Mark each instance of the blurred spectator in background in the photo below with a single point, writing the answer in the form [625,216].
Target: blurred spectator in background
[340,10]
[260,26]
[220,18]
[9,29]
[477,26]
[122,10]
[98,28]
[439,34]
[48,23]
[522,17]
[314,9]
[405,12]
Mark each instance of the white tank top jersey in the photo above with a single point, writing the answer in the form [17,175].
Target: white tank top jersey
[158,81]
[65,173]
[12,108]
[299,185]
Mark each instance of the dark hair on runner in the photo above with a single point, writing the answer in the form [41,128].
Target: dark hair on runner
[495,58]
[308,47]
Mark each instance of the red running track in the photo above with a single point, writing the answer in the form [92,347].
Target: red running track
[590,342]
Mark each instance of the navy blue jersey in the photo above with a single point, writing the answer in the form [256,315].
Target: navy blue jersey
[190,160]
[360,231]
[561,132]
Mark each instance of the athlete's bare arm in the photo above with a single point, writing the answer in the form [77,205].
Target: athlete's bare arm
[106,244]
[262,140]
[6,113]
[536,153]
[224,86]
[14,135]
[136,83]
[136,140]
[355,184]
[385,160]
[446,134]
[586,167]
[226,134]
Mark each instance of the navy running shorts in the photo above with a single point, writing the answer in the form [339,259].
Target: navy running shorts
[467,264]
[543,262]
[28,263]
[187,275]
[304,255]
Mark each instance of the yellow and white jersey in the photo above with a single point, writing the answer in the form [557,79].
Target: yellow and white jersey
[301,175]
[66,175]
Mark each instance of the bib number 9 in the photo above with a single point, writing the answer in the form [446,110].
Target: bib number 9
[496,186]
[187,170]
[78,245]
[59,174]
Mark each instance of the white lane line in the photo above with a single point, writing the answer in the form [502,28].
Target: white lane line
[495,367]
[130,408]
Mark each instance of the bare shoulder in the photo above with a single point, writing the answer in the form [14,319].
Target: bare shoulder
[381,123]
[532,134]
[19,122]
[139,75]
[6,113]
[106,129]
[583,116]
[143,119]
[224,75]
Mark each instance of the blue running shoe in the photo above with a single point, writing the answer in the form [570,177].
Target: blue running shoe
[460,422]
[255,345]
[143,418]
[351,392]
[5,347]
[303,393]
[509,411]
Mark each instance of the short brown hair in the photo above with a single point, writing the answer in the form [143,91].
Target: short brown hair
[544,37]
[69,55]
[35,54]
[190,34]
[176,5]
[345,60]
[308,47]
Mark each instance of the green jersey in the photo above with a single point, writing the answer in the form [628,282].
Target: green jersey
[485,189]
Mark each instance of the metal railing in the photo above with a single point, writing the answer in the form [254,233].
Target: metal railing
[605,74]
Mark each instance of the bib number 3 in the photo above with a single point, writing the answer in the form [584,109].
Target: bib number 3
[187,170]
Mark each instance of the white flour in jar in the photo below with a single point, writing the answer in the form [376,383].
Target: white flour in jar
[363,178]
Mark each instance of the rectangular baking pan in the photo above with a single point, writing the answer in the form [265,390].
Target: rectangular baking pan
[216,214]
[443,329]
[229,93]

▶ Activity
Every line of the entries above that includes "below" should be copied.

▶ Written response
Mark each instance of the blurred spectator in background in the photo below with a single point, writing the answer in the form [625,216].
Mark each instance of the white flour in jar in the photo below with a single point, writing the answer in the form [376,383].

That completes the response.